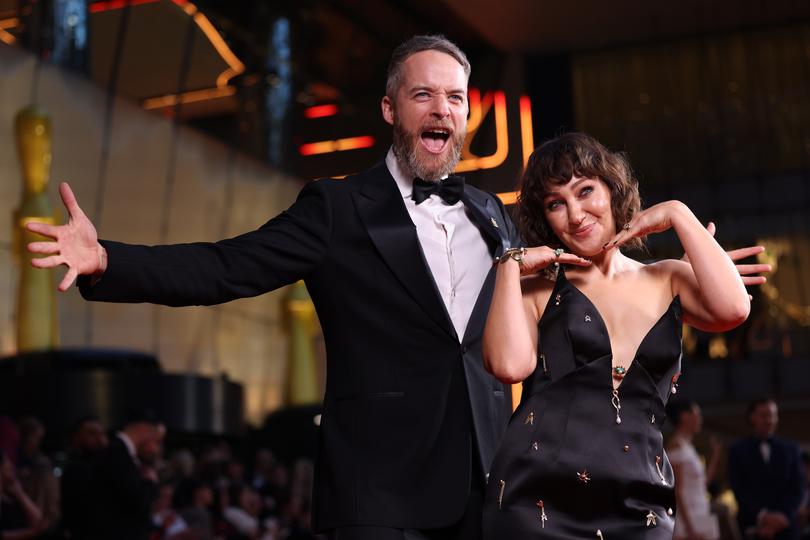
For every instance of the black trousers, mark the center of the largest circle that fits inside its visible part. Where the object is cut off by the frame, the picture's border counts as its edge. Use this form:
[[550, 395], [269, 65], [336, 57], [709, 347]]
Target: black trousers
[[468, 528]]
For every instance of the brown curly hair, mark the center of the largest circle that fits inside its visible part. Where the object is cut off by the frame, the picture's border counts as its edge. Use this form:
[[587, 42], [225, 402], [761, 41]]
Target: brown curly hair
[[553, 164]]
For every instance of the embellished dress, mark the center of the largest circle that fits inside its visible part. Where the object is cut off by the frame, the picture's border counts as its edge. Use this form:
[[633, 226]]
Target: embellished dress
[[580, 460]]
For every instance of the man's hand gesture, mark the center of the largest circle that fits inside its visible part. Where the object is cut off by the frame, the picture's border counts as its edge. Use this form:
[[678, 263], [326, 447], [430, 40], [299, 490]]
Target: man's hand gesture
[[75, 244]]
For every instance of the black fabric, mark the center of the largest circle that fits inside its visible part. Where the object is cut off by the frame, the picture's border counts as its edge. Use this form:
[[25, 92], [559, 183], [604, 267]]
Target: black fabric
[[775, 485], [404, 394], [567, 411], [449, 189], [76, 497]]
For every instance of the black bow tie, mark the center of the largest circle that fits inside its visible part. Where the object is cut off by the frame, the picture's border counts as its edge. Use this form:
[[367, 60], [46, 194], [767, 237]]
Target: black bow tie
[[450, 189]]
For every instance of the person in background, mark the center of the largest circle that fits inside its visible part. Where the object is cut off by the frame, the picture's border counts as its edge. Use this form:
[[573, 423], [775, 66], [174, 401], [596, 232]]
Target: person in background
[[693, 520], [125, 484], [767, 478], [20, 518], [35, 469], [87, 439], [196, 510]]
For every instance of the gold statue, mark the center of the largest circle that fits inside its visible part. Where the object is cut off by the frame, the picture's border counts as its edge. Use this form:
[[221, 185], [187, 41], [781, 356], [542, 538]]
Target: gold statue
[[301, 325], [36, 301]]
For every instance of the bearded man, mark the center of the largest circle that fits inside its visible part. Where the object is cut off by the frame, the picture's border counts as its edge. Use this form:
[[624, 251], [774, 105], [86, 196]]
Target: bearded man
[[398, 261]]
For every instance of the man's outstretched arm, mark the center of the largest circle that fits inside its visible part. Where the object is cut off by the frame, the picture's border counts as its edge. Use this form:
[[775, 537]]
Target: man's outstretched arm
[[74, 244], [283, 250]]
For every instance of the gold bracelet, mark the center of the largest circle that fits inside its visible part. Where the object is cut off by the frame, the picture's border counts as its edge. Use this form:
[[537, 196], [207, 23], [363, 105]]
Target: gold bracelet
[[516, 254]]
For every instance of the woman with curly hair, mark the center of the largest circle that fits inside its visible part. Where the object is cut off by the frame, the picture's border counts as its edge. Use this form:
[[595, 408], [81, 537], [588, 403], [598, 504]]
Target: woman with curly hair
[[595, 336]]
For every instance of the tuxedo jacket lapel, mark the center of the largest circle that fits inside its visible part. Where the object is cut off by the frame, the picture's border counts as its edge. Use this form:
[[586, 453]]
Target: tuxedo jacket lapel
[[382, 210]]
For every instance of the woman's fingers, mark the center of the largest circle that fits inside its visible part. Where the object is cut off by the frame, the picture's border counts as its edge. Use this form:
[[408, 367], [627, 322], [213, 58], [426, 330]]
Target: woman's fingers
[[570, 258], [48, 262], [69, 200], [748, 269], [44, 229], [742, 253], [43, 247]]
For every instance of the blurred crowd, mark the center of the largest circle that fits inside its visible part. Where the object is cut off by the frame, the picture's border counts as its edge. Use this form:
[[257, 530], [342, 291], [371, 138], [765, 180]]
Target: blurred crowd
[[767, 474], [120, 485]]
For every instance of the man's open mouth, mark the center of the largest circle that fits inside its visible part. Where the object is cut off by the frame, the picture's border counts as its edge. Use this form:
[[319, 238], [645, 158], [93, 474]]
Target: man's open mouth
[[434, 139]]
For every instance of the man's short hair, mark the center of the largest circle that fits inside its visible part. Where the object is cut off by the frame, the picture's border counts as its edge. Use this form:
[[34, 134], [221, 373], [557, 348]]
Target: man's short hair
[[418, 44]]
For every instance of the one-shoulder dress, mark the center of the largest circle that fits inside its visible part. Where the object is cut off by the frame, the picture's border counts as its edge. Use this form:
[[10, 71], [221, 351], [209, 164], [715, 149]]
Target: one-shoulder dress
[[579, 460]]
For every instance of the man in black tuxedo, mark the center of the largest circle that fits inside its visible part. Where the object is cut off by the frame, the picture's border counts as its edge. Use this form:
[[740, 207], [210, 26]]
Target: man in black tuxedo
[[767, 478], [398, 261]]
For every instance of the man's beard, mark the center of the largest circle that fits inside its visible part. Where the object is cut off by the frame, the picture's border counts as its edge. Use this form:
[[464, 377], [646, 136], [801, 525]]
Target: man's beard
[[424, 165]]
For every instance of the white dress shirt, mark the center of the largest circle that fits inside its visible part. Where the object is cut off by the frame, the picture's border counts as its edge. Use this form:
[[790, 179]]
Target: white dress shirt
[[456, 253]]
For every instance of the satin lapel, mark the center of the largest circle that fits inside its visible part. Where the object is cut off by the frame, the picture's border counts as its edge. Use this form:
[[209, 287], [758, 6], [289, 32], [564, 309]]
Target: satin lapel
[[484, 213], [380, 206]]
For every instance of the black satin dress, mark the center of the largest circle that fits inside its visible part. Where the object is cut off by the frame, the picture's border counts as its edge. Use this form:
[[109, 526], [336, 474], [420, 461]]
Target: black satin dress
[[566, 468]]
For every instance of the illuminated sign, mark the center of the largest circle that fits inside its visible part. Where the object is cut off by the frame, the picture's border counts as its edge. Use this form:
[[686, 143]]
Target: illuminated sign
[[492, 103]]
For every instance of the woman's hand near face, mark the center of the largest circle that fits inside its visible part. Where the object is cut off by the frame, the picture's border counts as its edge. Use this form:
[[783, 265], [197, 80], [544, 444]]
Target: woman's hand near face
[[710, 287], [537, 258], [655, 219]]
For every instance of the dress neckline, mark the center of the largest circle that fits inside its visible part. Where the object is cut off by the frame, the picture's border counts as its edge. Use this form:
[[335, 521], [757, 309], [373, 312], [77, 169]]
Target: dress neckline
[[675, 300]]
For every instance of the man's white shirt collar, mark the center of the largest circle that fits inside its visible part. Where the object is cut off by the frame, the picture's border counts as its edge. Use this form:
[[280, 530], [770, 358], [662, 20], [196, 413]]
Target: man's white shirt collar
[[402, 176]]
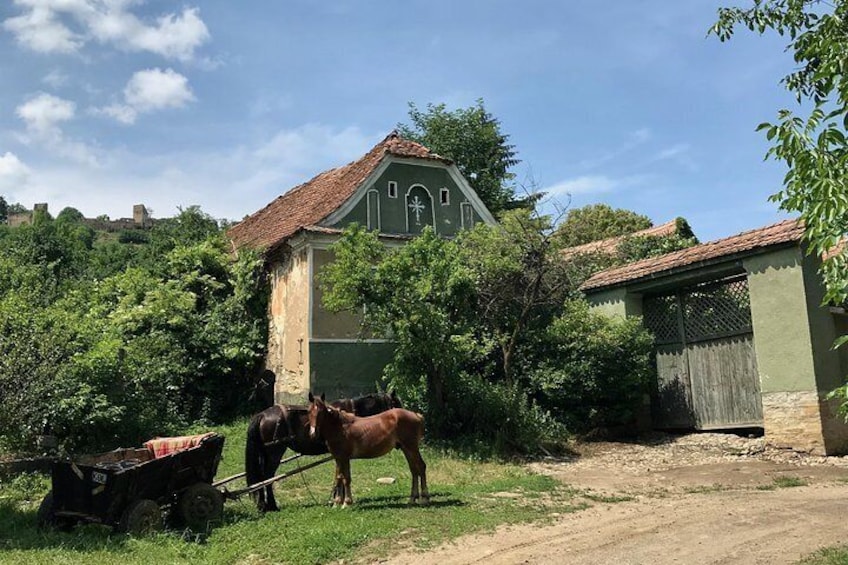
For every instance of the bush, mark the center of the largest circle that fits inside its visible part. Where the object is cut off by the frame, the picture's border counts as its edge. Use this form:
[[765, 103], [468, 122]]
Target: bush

▸ **Problem**: Among the lines above, return those that contain the string "bush".

▸ **Result below**:
For every instance of the bush, mark the center of the largest circle that fits inside its visible part. Where the object is cut off by the frame, the picture's border counts as its edge. Use this form:
Target: bush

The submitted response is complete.